### OBJECTIF 1
Remplacez « gilets jaunes » par « agriculteurs » dans le passage de l'extrait choisi qui va de « La photo n'est » jusqu'à « en dix ans. » inclus, puis recopiez ce passage ainsi modifié.

### EXTRAIT CHOISI
○ ○ ○ ○ ○

[ SOCIETE - REGION ] 8 MILLIONS DE PAUVRES, NIMES ET MARSEILLE DANS LE ROUGE.

5 juin 2019 à 9h36 par sarah rios

RADIO CAMARGUE

La photo n'est pas réjouissante mais elle a au moins le mérite de réunir des catégories sociales qui ne se croisent jamais dans la vraie vie. Le rapport 2019 sur les inégalités en France, dévoilé hier par l'Observatoire éponyme, fait se croiser gilets jaunes et cadres supérieurs, travailleurs précaires et classes moyennes qui vivotent jusqu'à la plus extrême pauvreté. Il dresse le portrait d'une France qui compte 8,5 millions de personnes vivant avec moins de 1 026 euros par mois. Soit 600 000 pauvres de plus en dix ans.

Cette même France, qui juste après la Suisse, fait partie des pays d'Europe où les riches sont les plus riches : 1 % des plus aisés dans l'hexagone récupère près de 6 % des revenus de l'ensemble des ménages. Si les écarts de revenus entre les plus pauvres et les plus riches se sont stabilisés ces cinq dernières années, on n'a plus vu l'écart se réduire depuis le milieu des années... 1980.

○ ○ ○ ○ ○

### DONNÉES À UTILISER
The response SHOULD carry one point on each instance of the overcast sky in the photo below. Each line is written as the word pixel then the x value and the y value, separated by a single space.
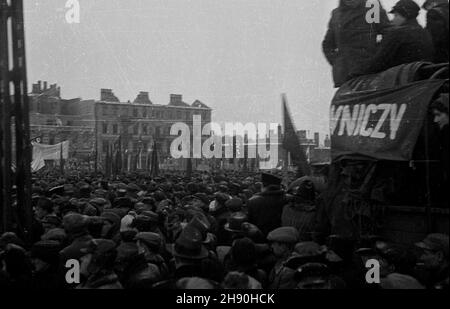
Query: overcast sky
pixel 237 56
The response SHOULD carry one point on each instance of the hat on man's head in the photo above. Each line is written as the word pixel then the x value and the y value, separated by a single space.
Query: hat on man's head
pixel 202 197
pixel 269 179
pixel 59 190
pixel 189 245
pixel 10 238
pixel 100 247
pixel 153 240
pixel 154 217
pixel 407 8
pixel 287 234
pixel 52 219
pixel 234 204
pixel 111 217
pixel 75 223
pixel 46 250
pixel 57 234
pixel 235 222
pixel 435 243
pixel 201 224
pixel 99 202
pixel 126 223
pixel 433 2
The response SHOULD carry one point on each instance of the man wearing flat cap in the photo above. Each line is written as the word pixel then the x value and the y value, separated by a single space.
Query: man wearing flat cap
pixel 437 26
pixel 435 259
pixel 282 241
pixel 404 43
pixel 265 208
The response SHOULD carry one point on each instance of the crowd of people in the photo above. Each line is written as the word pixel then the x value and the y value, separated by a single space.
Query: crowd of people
pixel 230 230
pixel 235 230
pixel 355 45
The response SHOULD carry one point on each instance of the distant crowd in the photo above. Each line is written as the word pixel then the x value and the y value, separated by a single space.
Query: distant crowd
pixel 231 230
pixel 355 47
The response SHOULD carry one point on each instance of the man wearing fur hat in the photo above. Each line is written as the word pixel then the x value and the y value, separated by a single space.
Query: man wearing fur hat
pixel 265 208
pixel 282 241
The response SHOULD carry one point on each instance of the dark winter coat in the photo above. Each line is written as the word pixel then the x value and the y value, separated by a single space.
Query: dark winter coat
pixel 437 26
pixel 403 44
pixel 106 280
pixel 350 40
pixel 73 251
pixel 265 208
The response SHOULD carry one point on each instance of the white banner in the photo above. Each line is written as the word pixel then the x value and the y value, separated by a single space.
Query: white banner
pixel 42 152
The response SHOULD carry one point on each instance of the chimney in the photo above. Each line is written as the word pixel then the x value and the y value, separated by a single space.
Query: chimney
pixel 142 98
pixel 302 134
pixel 107 95
pixel 327 141
pixel 35 88
pixel 317 139
pixel 175 99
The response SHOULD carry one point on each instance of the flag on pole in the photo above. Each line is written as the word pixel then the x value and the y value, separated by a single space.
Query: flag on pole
pixel 154 165
pixel 291 143
pixel 61 159
pixel 118 156
pixel 189 167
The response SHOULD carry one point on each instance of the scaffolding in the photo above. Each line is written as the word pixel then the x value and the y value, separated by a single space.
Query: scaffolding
pixel 15 146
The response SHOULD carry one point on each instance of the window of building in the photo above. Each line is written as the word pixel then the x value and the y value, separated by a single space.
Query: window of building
pixel 136 146
pixel 105 146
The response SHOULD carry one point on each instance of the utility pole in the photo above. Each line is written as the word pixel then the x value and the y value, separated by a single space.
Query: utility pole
pixel 14 113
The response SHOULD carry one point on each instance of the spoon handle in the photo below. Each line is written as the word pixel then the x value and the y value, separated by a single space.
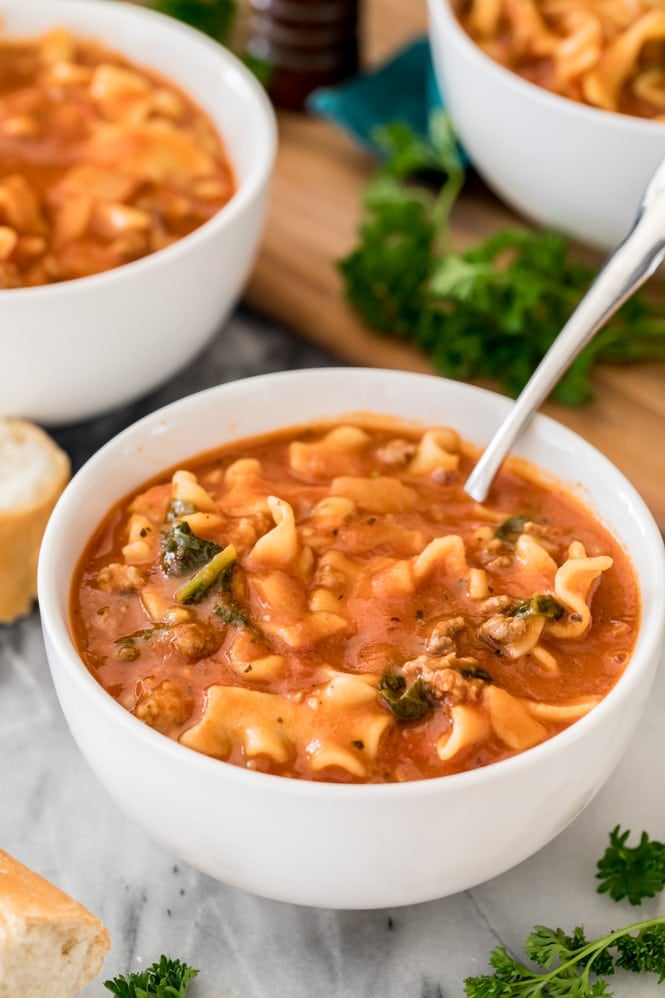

○ ○ ○ ○ ○

### OBJECTIF 2
Convertissez en tableau Markdown les enregistrements, de la ligne contenant « of the white » jusqu'à la ligne contenant « pixel 42 152 » incluse. Mettez le numéro de rang dans une colonne « Num » et la ligne dans une colonne « Contenu », sans les lignes vides.

### RÉSULTAT COMPLET 1
La photo n'est pas réjouissante mais elle a au moins le mérite de réunir des catégories sociales qui ne se croisent jamais dans la vraie vie. Le rapport 2019 sur les inégalités en France, dévoilé hier par l'Observatoire éponyme, fait se croiser agriculteurs et cadres supérieurs, travailleurs précaires et classes moyennes qui vivotent jusqu'à la plus extrême pauvreté. Il dresse le portrait d'une France qui compte 8,5 millions de personnes vivant avec moins de 1 026 euros par mois. Soit 600 000 pauvres de plus en dix ans.

### RÉSULTAT COMPLET 2
| Num | Contenu |
|---|---|
| 1 | The response SHOULD carry one point on each instance of the white banner in the photo above. Each line is written as the word pixel then the x value and the y value, separated by a single space. |
| 2 | Query: white banner |
| 3 | pixel 42 152 |